Begin RECORDS PROVIDED

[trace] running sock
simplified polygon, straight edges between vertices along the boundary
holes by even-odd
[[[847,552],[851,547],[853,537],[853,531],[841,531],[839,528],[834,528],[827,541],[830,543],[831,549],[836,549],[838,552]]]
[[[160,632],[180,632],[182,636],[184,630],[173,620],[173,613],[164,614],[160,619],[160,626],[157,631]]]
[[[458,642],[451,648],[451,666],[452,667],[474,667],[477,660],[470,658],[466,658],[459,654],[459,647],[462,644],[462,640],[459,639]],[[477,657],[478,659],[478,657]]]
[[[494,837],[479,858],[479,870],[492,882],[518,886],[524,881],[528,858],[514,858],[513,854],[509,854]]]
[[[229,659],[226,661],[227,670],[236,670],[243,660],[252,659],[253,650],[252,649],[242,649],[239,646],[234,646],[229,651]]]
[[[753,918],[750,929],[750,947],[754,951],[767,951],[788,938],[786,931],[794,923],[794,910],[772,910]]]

End RECORDS PROVIDED

• [GIVEN REQUEST] Please write out all of the items above again, line for line, with nothing changed.

• [SOLUTION BELOW]
[trace] running sock
simplified polygon, straight edges between vertices along the boundary
holes by even-odd
[[[847,552],[851,547],[853,537],[853,531],[841,531],[839,528],[834,528],[827,541],[830,543],[831,549],[836,549],[838,552]]]
[[[160,632],[180,632],[182,636],[184,630],[173,620],[173,613],[164,614],[160,619],[160,626],[157,631]]]
[[[458,642],[451,648],[451,666],[452,667],[474,667],[477,660],[470,658],[466,658],[459,654],[459,647],[462,644],[462,640],[459,639]],[[477,657],[478,659],[478,657]]]
[[[494,837],[479,858],[479,870],[492,882],[518,886],[524,881],[528,858],[514,858],[513,854],[509,854]]]
[[[229,659],[226,661],[227,670],[236,670],[243,660],[252,659],[253,650],[252,649],[242,649],[239,646],[234,646],[229,651]]]
[[[753,918],[750,929],[750,947],[754,951],[767,951],[788,938],[786,931],[794,923],[794,910],[772,910]]]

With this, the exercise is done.